> **What is asked**: Reproduce all of the records below, substituting "a single point per instance" for "one point per instance" everywhere it occurs and keeping every other line unchanged.

(Location labeling records)
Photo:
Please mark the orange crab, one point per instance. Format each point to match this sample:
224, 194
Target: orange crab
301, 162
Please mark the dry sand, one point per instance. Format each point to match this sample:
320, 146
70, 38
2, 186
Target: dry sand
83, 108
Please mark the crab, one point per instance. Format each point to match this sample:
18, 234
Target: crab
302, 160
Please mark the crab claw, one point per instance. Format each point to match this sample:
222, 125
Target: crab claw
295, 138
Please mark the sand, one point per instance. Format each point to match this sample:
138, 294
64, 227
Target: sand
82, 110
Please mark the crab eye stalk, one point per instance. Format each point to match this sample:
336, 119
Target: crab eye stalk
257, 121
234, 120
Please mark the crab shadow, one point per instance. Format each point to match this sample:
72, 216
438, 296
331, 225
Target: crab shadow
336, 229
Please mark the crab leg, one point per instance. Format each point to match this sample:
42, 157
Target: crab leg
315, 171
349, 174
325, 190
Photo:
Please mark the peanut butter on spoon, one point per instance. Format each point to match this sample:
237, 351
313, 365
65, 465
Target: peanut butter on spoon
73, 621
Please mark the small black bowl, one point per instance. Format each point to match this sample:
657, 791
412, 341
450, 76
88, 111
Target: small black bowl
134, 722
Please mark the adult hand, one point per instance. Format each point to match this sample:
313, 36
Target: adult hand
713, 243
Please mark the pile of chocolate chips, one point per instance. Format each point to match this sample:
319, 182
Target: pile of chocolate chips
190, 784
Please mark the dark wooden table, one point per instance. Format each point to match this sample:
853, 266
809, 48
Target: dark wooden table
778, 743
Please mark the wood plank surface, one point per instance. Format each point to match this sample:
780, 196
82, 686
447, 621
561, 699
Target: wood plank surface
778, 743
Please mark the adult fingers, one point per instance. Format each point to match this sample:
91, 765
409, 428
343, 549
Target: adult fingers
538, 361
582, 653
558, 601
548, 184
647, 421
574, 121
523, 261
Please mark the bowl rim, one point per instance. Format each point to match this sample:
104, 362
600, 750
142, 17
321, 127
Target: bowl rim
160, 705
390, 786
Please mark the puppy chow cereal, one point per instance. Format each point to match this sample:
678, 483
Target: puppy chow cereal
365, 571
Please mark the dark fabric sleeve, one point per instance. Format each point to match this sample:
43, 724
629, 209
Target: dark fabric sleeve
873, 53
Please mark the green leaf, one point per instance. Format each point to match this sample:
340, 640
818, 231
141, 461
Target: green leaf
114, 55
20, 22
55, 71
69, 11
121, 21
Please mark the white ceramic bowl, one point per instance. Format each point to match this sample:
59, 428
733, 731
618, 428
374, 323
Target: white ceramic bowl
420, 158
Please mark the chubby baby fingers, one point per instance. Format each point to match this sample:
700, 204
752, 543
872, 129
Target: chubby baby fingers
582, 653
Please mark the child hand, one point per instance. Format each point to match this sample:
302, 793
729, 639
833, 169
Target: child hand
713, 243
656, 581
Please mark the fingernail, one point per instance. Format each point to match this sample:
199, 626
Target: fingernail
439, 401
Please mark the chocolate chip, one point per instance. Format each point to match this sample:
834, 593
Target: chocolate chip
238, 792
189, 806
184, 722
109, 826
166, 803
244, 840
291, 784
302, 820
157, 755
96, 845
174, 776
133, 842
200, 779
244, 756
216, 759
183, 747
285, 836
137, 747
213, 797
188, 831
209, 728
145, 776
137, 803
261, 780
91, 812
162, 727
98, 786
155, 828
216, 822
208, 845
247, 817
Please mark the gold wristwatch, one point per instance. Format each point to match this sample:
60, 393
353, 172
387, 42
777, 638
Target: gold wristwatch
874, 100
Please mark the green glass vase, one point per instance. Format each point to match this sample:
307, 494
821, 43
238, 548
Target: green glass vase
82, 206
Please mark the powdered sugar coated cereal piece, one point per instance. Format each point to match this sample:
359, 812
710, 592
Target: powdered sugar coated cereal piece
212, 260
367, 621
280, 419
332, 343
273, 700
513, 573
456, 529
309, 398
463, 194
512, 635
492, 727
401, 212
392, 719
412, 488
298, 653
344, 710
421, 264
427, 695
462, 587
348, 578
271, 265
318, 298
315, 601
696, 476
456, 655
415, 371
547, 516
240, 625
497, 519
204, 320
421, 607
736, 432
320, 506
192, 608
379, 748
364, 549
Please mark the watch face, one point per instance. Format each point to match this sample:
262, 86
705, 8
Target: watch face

> **Task result**:
Photo:
Please mark the orange crab, a single point per instance. Format each point to match this sample:
224, 194
Target: orange crab
301, 162
Please mark the dry sand, a single point per instance. Format each point to match this sample:
320, 146
70, 38
2, 186
Target: dry sand
83, 108
Please mark the crab, a single point per instance. Format each point to match this sample:
18, 234
Target: crab
302, 160
Please mark the crab claw, a single point per instance. Format each point to match this sample:
222, 125
Target: crab claw
295, 138
Please mark the sand, a single point per instance. Format each point to match this sample:
138, 294
64, 227
Target: sand
82, 110
Please mark the crab eye stalk, a single point per instance. Format each point to match this sample:
336, 119
Target: crab eye stalk
257, 121
234, 120
Please mark the crab shadow, a single point per instance. Format each point to match this sample:
72, 216
438, 296
331, 225
Target: crab shadow
336, 229
Please mark the crab leg, a single point per instance. Format each point to match this sample:
42, 157
Target: crab leg
315, 171
349, 174
325, 190
Photo:
Please mark the peanut butter on spoon, a single point per instance. Format each point to match this sample:
237, 351
313, 365
65, 465
Target: peanut butter on spoon
73, 621
Please mark the small black bowl, a single point per instance. Format each point to match this sample:
657, 791
412, 341
450, 76
88, 111
Target: small black bowl
134, 722
Please mark the adult hand, a single point per instance. Format each point to match this sample:
313, 36
Target: adult hand
713, 243
Please mark the pile of chocolate chips, a single point per instance. Format each point to match this sample:
319, 182
Target: pile of chocolate chips
190, 784
Please mark the dark wooden table, a single point per instance. Format each point to match this sample:
853, 266
809, 48
Target: dark wooden table
778, 743
Please mark the wood plank surface, a single point per instance. Format each point to match this sample:
780, 196
82, 686
447, 621
561, 699
Target: wood plank surface
778, 743
Please mark the adult fingers, a single point per instance. Format each point to match this sample:
91, 765
409, 428
343, 549
Target: adult fingers
538, 361
582, 653
558, 601
548, 184
647, 421
574, 121
523, 261
Please mark the bowl rim, a single point per instance. Format each point to match this sample:
104, 362
600, 750
142, 17
321, 127
Target: bowl rim
160, 705
390, 786
Please mark the puppy chow cereal, a single point per instance. Format each point to match this sample:
678, 483
Target: puppy chow cereal
365, 571
Please mark the dark fabric sleeve, a single point per instance. Format each point to match this sample:
43, 724
629, 209
Target: dark fabric sleeve
873, 53
Please mark the green leaf, a single point per instance. Format each point to match this sample:
340, 640
818, 231
141, 461
Target: green leaf
114, 55
20, 22
55, 71
69, 11
121, 21
Please mark the white ceramic bowl, a single point per instance. Format each point to match this sample:
59, 428
733, 731
618, 428
374, 323
Target: white ceramic bowl
420, 158
Please mark the chubby baby fingers, a single point per instance. Format each point to match this sample:
700, 204
752, 543
872, 129
Target: chubby baby fingers
582, 653
Please mark the child hand, a single point per instance. Format each point to match this sample:
302, 793
729, 639
833, 169
Target: child hand
713, 243
656, 581
Please mark the fingernail, a single point per instance. Format each point to match this sample:
199, 626
Target: fingernail
439, 401
Please mark the chocolate chip, a single point per instance. Format each point to match this sample:
834, 593
Target: chocolate chip
238, 792
189, 806
184, 722
109, 826
166, 803
244, 840
291, 784
302, 820
157, 755
96, 845
174, 776
133, 842
200, 779
244, 756
216, 759
183, 747
285, 836
137, 747
213, 797
188, 831
209, 728
145, 776
137, 803
261, 780
91, 812
162, 727
98, 786
155, 828
216, 822
208, 845
247, 817
Please mark the gold wristwatch, a single point per instance. Format each point to match this sample:
60, 393
353, 172
387, 42
777, 638
Target: gold wristwatch
874, 100
Please mark the green glass vase, a single point per instance. Format each point to match this sample:
307, 494
821, 43
238, 548
Target: green glass vase
82, 206
Please mark the powdered sugar coated cereal piece, a single point per instance. Format each point to match this sample:
359, 812
710, 592
Target: powdered sugar coated cereal piece
212, 260
367, 621
280, 419
332, 343
273, 700
513, 573
456, 529
309, 398
463, 194
512, 635
492, 727
401, 212
392, 719
412, 488
298, 653
344, 710
421, 264
427, 695
462, 587
348, 578
271, 265
318, 298
315, 601
696, 476
456, 655
415, 371
547, 516
240, 625
497, 519
204, 320
421, 607
736, 432
320, 506
192, 608
379, 748
364, 549
Please mark the watch face, a single point per instance. Format each point to match this sample:
262, 86
705, 8
Target: watch face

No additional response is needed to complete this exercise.